**AVAILABLE DATA:**

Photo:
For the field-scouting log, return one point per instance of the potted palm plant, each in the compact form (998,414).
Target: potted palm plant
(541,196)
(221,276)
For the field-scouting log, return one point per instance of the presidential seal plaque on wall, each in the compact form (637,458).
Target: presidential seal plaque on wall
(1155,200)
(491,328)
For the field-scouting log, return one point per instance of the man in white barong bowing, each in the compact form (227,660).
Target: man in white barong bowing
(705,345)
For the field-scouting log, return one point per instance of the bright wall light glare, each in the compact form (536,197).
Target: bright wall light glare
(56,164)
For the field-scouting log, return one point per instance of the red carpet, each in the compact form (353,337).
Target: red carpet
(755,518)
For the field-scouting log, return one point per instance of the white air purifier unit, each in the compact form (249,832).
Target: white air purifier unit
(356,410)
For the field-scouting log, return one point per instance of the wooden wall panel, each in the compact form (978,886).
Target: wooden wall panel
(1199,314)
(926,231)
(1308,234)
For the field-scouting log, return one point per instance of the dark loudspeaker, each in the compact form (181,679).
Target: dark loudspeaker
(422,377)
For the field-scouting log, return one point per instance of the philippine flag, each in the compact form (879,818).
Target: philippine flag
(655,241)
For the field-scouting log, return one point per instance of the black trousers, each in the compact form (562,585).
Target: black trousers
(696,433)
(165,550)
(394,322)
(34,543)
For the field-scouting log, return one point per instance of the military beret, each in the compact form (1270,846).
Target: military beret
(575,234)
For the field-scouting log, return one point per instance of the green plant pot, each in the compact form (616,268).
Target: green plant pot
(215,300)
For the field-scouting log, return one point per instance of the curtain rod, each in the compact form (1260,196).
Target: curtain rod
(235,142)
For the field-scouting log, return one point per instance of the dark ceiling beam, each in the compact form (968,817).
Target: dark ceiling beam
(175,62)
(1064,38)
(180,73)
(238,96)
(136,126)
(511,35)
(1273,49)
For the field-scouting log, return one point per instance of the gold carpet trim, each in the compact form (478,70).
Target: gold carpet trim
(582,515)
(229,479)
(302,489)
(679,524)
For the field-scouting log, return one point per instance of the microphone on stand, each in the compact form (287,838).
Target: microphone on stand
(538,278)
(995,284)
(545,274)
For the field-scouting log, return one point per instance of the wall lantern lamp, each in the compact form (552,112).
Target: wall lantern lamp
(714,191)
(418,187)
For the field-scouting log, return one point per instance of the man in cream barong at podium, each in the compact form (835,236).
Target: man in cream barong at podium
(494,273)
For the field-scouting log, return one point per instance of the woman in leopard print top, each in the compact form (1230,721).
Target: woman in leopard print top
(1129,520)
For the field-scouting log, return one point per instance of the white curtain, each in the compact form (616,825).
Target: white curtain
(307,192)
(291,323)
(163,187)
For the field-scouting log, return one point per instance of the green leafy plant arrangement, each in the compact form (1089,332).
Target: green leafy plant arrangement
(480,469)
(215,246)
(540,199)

**WORK TO COMPLETE:**
Write out the data once more, word for word.

**EXERCISE SOLUTION:**
Photo:
For the field-scouting log, return one point per instance of the potted palm plant, each in the compact form (998,414).
Target: potted palm plant
(541,196)
(221,276)
For the field-scouting log, return one point per instance of the presidential seal plaque on wall, each in the compact form (637,458).
Target: presidential seal plaque on wall
(1155,200)
(491,328)
For the field-scouting log, return one point per instance of the man in white barong bowing, each in the compact form (227,660).
Target: man in white barong bowing
(705,345)
For the field-scouting log, return one point per instance of the bright wall light glare, each in the compact form (536,197).
Target: bright wall light glare
(56,164)
For the field-scouting log, return one point per instance of the red carpet, each in the compact form (353,337).
Target: red carpet
(755,518)
For the field-scouting log, return one point per instance of the white air purifier unit, each in the compact form (249,832).
Target: white air purifier unit
(356,410)
For the field-scouting log, return one point per instance of the wooden wall panel, each in the compact form (978,886).
Target: wooden wall panel
(1199,314)
(926,231)
(1308,234)
For the field-scouting log, return one point per instance of the dark loudspeaker, each in the compact form (181,679).
Target: dark loudspeaker
(422,377)
For the field-scouting log, return one point per instance of the philippine flag, each in the compact form (879,818).
Target: philippine flag
(655,241)
For the field-scouting log, return one point per instance of the black trousers, each in the compact form (562,585).
Target: black trousers
(696,433)
(165,550)
(394,322)
(34,543)
For the field-scouting log, return one point per instance of the military beret, each in the compact form (1270,846).
Target: military beret
(575,234)
For the field-scouting log, return one point per instance of the green plant pot, each in the compact form (616,268).
Target: green plant pot
(215,300)
For the field-scouting log, return one point per instance of the curtain rod, each in the compact form (1260,196).
Target: curtain rod
(235,142)
For the field-scouting log, return one point per instance of the dark ceiling beam, each in the compact form (968,817).
Target: dark ceiling beam
(175,62)
(1064,38)
(180,73)
(238,96)
(136,126)
(511,35)
(1273,49)
For the field-scouting log, return one point per instance of the gold carpet trim, each in the compact form (478,70).
Target: gold carpet trim
(582,515)
(229,479)
(302,489)
(679,524)
For the field-scouting log, return one point per instance of the microphone on stand, each in the compact form (287,838).
Target: microphone on stand
(538,278)
(995,284)
(545,274)
For the field-scouting log, return one point per instance of the wall lantern lamp, each in the compact form (552,112).
Target: wall lantern lamp
(714,191)
(418,187)
For the field-scouting log, return one point per instance of the man in cream barong at podium, each in the compact form (835,236).
Target: man in cream barong at podium
(494,273)
For the field-scouting log, return one point per instance of the woman in leopard print top, each in the compact form (1230,721).
Target: woman in leopard print top
(1129,520)
For the field-scouting log, return one point per instance of the white curtain, each in the compact form (616,825).
Target: white curtain
(307,192)
(291,323)
(163,187)
For the field-scouting log, return one point per instance of the green leafy plant arrangement, each in the compact form (1089,332).
Target: green leafy plant arrangement
(480,469)
(215,246)
(540,199)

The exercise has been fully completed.